# WHAT THE EXERCISE ASKS
Rewrite the records starting at the line that contains "of the shirt" and ending at the line that contains "Target: hazy mountain", changing "beard" to "mustache" and leaving everything else unchanged.

↓↓↓

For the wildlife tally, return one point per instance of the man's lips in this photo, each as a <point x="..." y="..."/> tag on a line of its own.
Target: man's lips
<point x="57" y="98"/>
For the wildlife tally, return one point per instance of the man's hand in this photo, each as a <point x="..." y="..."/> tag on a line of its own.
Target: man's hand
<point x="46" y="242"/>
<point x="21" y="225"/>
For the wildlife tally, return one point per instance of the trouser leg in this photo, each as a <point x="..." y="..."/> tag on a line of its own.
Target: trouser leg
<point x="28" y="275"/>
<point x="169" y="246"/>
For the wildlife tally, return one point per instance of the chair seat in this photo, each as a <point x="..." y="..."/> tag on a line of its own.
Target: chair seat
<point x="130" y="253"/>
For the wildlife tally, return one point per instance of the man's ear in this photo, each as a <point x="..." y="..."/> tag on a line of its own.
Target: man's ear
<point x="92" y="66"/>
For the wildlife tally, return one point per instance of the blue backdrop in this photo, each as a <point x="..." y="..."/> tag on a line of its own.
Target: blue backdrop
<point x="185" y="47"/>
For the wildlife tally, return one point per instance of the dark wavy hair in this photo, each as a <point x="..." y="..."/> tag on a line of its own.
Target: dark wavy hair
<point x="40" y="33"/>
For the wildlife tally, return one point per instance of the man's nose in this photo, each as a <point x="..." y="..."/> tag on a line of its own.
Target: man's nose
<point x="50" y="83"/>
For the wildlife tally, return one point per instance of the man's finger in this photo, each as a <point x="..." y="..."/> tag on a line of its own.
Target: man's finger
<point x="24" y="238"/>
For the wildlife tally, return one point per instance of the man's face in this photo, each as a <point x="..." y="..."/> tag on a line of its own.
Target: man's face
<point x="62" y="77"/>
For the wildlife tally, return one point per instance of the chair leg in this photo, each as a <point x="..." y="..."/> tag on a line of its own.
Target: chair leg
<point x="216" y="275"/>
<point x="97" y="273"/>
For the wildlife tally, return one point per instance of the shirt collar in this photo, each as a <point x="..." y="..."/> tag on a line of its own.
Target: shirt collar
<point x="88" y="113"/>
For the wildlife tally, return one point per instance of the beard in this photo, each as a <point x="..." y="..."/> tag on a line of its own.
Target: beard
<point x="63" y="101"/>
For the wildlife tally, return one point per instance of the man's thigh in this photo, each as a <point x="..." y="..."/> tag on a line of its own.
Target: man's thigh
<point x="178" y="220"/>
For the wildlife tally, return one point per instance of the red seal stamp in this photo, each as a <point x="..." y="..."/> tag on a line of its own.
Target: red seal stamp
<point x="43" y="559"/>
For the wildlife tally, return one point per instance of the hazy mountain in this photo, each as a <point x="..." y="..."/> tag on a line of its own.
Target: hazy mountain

↑↑↑
↓↓↓

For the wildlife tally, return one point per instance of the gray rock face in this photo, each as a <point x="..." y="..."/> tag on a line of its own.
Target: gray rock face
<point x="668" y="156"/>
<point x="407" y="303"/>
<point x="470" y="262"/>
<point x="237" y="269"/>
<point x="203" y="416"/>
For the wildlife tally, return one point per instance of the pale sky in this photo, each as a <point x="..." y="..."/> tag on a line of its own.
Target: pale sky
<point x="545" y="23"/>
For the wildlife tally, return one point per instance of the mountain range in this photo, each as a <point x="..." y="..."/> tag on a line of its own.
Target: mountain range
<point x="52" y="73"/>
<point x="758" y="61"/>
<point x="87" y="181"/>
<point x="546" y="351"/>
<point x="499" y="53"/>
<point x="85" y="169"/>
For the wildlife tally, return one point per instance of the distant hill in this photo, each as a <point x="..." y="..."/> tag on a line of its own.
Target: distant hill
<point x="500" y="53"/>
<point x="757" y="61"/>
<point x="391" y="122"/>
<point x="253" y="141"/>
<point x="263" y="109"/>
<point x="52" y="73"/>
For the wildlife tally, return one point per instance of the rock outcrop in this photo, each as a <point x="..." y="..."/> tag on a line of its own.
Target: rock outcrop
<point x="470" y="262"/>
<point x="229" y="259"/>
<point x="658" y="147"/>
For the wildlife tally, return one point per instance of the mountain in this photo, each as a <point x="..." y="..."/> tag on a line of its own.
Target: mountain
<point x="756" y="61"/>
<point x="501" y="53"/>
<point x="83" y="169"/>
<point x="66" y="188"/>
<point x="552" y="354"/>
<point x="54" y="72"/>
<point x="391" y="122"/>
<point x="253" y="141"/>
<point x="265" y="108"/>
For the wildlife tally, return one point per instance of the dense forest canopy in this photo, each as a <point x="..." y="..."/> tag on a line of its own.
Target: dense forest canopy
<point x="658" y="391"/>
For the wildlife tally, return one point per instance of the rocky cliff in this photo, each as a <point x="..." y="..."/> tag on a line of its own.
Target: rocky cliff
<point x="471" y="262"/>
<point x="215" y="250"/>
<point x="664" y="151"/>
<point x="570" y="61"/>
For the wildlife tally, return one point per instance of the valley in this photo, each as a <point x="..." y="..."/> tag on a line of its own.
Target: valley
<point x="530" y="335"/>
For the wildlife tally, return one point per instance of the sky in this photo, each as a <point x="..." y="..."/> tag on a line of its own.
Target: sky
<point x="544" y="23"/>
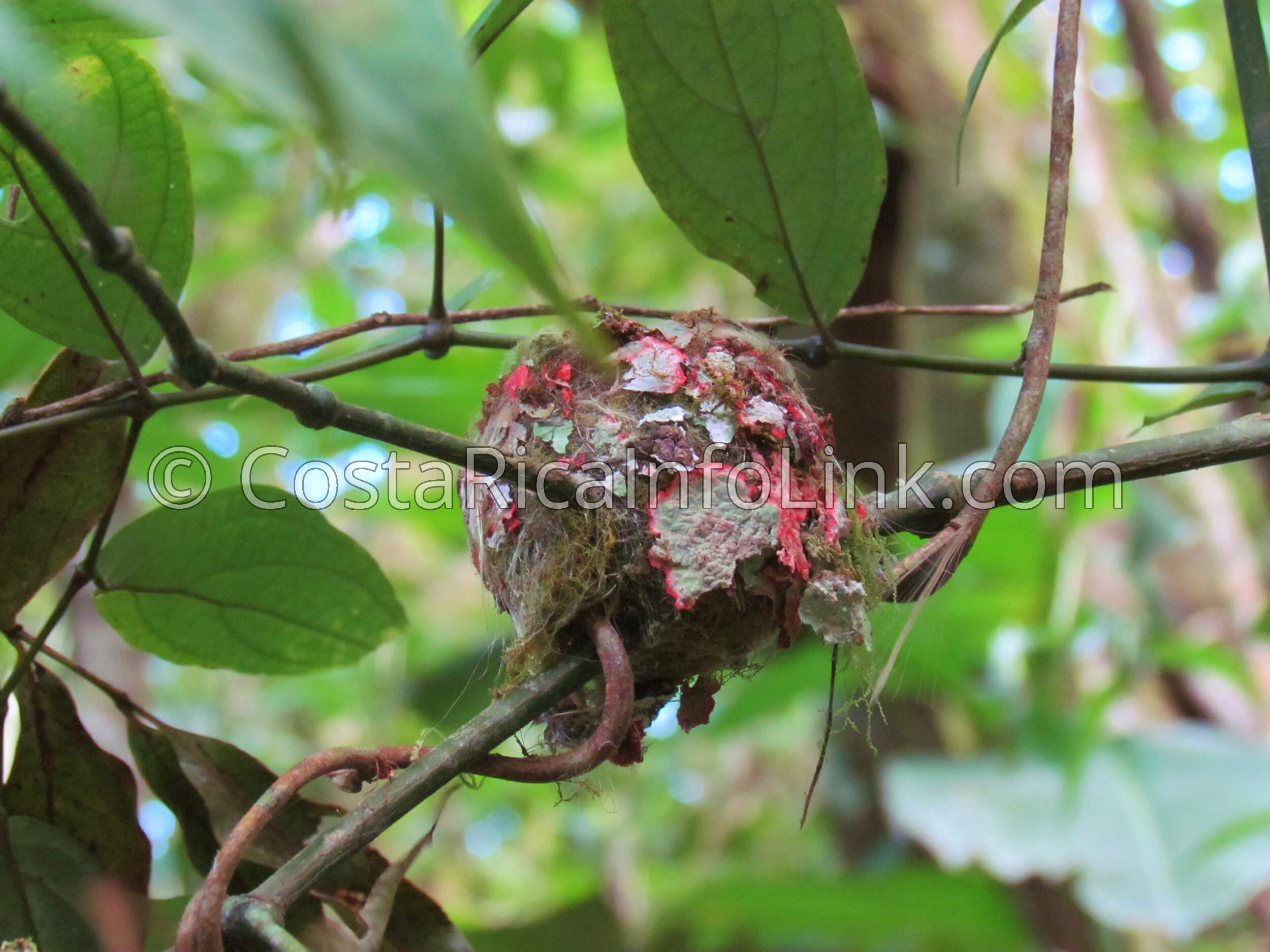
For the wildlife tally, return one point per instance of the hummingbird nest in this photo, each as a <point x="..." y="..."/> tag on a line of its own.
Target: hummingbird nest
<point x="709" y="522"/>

↑↑↑
↓↓↓

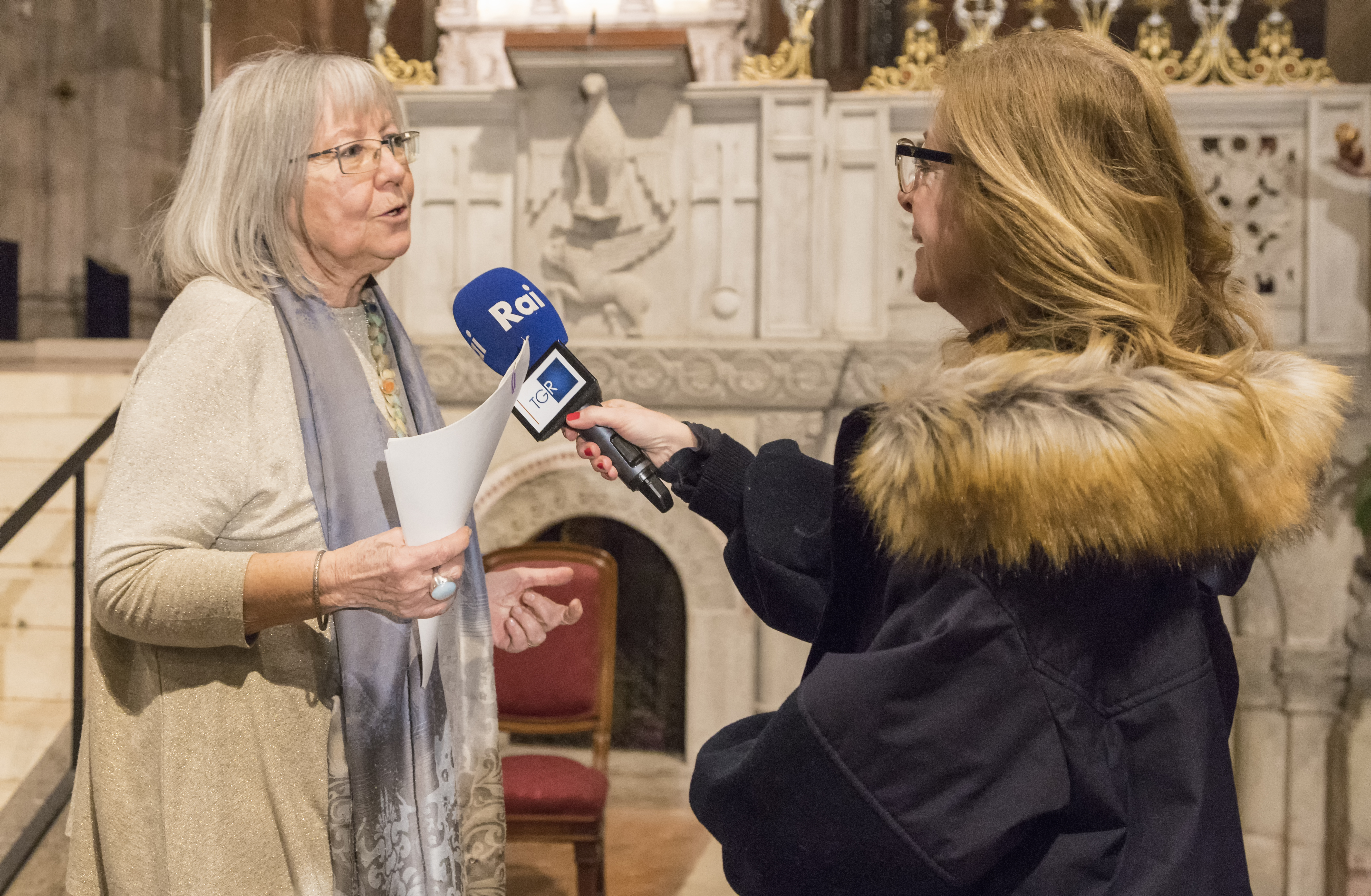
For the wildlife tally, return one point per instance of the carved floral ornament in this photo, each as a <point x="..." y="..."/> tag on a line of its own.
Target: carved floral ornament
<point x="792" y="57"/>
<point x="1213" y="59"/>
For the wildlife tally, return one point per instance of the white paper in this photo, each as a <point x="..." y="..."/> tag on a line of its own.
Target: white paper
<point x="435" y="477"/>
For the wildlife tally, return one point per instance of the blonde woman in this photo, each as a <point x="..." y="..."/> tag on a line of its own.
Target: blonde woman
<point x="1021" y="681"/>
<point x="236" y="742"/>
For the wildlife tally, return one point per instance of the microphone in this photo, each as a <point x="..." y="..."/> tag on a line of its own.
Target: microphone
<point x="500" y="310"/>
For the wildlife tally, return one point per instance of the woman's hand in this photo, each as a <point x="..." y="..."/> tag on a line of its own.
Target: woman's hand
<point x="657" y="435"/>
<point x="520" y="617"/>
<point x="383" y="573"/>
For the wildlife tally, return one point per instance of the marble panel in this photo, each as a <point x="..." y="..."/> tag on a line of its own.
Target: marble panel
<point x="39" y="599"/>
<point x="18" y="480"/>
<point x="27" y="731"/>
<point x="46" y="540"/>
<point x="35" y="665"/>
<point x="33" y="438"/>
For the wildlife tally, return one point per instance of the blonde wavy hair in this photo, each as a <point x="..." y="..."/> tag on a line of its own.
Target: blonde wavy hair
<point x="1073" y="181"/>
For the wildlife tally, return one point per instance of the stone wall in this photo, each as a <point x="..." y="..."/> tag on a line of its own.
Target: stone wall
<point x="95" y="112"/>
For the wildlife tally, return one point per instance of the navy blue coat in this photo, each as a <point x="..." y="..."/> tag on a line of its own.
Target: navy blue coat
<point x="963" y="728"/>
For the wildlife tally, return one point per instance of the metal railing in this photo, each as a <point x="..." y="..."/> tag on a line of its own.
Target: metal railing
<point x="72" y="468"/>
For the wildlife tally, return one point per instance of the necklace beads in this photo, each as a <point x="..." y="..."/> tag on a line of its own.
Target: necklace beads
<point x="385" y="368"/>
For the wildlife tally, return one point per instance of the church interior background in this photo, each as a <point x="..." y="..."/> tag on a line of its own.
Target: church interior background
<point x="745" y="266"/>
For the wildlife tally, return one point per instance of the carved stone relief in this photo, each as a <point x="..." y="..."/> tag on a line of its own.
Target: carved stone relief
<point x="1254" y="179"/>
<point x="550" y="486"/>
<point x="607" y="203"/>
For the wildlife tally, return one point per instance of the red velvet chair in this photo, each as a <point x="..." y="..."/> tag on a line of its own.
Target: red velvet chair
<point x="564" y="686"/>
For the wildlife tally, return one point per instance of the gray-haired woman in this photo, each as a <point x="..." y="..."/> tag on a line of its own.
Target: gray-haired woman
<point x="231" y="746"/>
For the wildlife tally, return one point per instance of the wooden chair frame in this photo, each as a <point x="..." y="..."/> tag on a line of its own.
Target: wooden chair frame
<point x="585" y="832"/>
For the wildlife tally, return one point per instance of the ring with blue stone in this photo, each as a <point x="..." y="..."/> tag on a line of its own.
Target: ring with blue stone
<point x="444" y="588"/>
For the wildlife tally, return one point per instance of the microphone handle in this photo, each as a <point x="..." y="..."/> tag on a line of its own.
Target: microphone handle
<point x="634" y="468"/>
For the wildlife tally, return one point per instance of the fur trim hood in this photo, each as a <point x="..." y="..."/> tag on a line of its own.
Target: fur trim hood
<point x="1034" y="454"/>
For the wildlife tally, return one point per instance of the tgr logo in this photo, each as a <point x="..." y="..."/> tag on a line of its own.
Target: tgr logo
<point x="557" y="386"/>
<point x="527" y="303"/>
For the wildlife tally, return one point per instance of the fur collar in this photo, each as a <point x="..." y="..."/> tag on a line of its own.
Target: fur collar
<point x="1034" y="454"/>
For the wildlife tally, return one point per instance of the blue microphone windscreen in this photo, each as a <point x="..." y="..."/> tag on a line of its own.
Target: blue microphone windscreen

↑↑↑

# RESULT
For the wildlife tally, return one point per instance of the shirt collar in this photo, each as a <point x="..." y="..."/> tag on a line of its own.
Target: shirt collar
<point x="88" y="113"/>
For the wildlife tally, return one point per instance of the mustache in this photo, each as a <point x="..." y="..."/> tag on a line of its own.
Target: mustache
<point x="63" y="101"/>
For the wildlife tally, return one point per instance of the man's thigh in this photo, each as a <point x="..." y="..."/> tag on a line of its own.
Target: man's thigh
<point x="178" y="220"/>
For the wildlife tally, return one point per instance of the red seal stamp in this photo, each as a <point x="..." y="..."/> tag on a line of its own.
Target: red seal stamp
<point x="43" y="559"/>
For the wildlife tally, return one point per instance of the hazy mountain in this photo, each as a <point x="..." y="..."/> tag on a line of its own.
Target: hazy mountain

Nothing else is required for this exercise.